Report how many lines of the entries below contain the word "horn", and nothing more.

= = =

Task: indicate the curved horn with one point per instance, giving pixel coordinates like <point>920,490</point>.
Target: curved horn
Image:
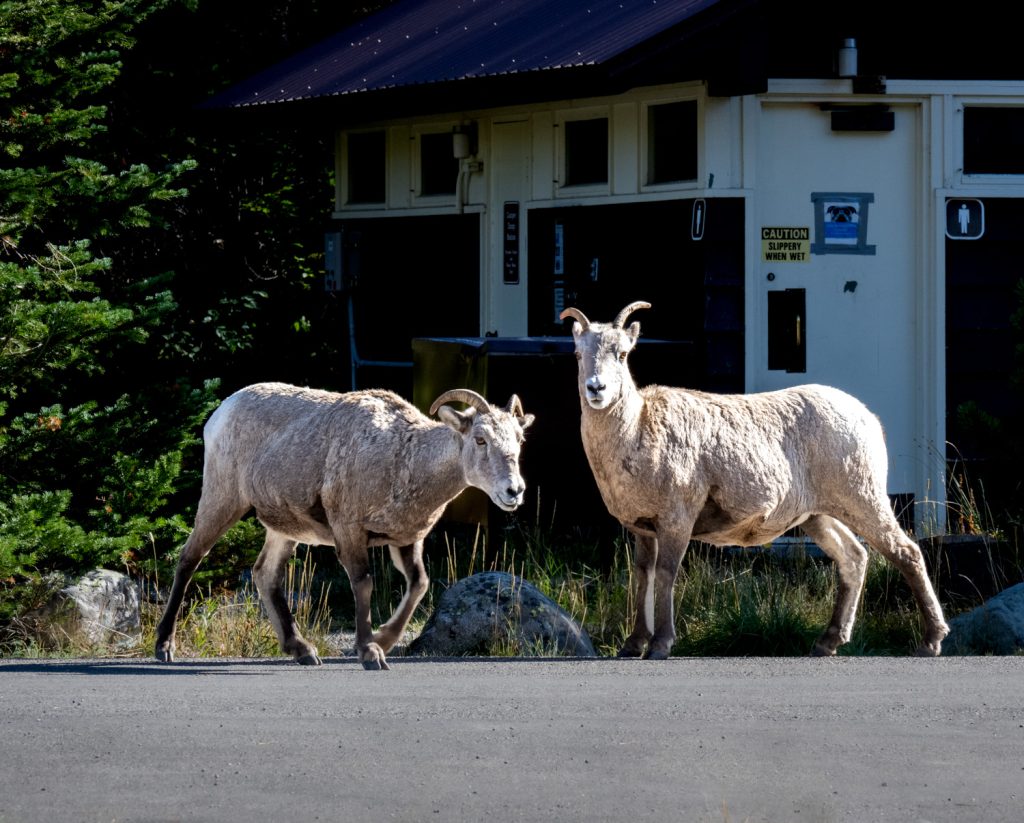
<point>466,396</point>
<point>626,312</point>
<point>576,314</point>
<point>514,406</point>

= = =

**SOLUTION FOR THIS TASK**
2